Consigne
Reproduisez intégralement, sans la moindre modification, le texte consacré à Roger Norrington.
++++ Texte fourni ++++
Roger Norrington – Wagner à la lumière de Beethoven : quand l’histoire devient musique
Il est des chefs qui façonnent le son. Roger Norrington, disparu en juillet 2025 à l’âge vénérable de 91 ans, aura, toute sa vie durant, traqué une illusion sonore vieille de plus d’un siècle pour exhumer un autre Wagner, un autre Beethoven—moins grandiloquent, plus nu, parfois plus déroutant, mais toujours d’une redoutable intensité. Ce n’était pas un simple combat contre le vibrato : c’était une révolution silencieuse.
Beethoven comme laboratoire esthétique
C’est par Beethoven que Norrington bâtit son manifeste. Après une première tentative avec les London Classical Players entre 1987 et 1989 pour les micros d’EMI Reflexe, c’est à la tête de l’Orchestre symphonique de la radio de Stuttgart que Norrington enregistre à nouveau les neuf symphonies entre 2002 et 2004, abolissant le vibrato généralisé, rejetant les orchestres éléphantesques, et ramenant les tempi à leur vérité métronomique. Norrington ne suivait pas des dogmes, mais des instructions. Il redonnait vie aux vitesses indiquées dans ses manuscrits par Beethoven lui-même—si souvent ignorées ou diluées par la tradition romantique. Par cette rigoureuse recherche de clarté instrumentale, la symphonie devenait structure, tension, verticalité. Les transitions étaient soudaines, les crescendos abrupts, les silences parlants. Certains ont vu en lui un iconoclaste anglo-saxon brisant par une esthétique anti-allemande le temple beethovénien, là où d’autres saluaient le courage d’un chef refusant la dévotion aveugle à la tradition. Mais Beethoven n’était pas une fin : il était la boussole. Et cette boussole, Norrington l’emporta dans le monde trouble de Wagner.
++++ Lignes de données ++++
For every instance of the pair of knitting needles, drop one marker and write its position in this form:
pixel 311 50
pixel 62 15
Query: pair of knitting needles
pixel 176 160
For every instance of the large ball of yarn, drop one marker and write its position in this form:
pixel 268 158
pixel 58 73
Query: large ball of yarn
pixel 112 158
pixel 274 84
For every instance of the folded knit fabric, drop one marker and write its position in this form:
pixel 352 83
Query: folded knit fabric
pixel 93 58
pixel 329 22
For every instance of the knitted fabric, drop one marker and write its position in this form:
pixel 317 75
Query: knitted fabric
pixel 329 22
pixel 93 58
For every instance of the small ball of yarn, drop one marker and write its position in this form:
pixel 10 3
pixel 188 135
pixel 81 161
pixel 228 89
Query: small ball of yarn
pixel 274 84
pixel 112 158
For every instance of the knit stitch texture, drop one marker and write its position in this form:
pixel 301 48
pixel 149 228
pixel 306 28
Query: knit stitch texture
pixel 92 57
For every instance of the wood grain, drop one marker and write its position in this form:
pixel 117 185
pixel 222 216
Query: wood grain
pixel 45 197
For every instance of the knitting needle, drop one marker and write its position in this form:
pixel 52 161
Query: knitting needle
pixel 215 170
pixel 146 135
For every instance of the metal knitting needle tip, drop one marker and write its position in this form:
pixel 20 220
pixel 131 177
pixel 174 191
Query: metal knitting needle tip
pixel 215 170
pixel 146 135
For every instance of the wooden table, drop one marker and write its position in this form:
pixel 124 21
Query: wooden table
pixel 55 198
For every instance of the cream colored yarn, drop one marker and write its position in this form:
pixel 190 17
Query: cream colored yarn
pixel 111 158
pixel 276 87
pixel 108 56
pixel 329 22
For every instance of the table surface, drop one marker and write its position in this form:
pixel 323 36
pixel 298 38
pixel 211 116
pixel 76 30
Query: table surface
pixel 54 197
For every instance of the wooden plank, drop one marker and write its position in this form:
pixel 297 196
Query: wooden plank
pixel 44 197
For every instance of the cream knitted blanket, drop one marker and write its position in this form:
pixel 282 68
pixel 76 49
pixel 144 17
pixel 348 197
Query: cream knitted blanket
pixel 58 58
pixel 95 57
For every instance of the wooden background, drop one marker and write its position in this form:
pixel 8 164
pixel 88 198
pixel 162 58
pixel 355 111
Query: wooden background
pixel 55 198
++++
Résultat obtenu
Roger Norrington – Wagner à la lumière de Beethoven : quand l’histoire devient musique
Il est des chefs qui façonnent le son. Roger Norrington, disparu en juillet 2025 à l’âge vénérable de 91 ans, aura, toute sa vie durant, traqué une illusion sonore vieille de plus d’un siècle pour exhumer un autre Wagner, un autre Beethoven—moins grandiloquent, plus nu, parfois plus déroutant, mais toujours d’une redoutable intensité. Ce n’était pas un simple combat contre le vibrato : c’était une révolution silencieuse.
Beethoven comme laboratoire esthétique
C’est par Beethoven que Norrington bâtit son manifeste. Après une première tentative avec les London Classical Players entre 1987 et 1989 pour les micros d’EMI Reflexe, c’est à la tête de l’Orchestre symphonique de la radio de Stuttgart que Norrington enregistre à nouveau les neuf symphonies entre 2002 et 2004, abolissant le vibrato généralisé, rejetant les orchestres éléphantesques, et ramenant les tempi à leur vérité métronomique. Norrington ne suivait pas des dogmes, mais des instructions. Il redonnait vie aux vitesses indiquées dans ses manuscrits par Beethoven lui-même—si souvent ignorées ou diluées par la tradition romantique. Par cette rigoureuse recherche de clarté instrumentale, la symphonie devenait structure, tension, verticalité. Les transitions étaient soudaines, les crescendos abrupts, les silences parlants. Certains ont vu en lui un iconoclaste anglo-saxon brisant par une esthétique anti-allemande le temple beethovénien, là où d’autres saluaient le courage d’un chef refusant la dévotion aveugle à la tradition. Mais Beethoven n’était pas une fin : il était la boussole. Et cette boussole, Norrington l’emporta dans le monde trouble de Wagner.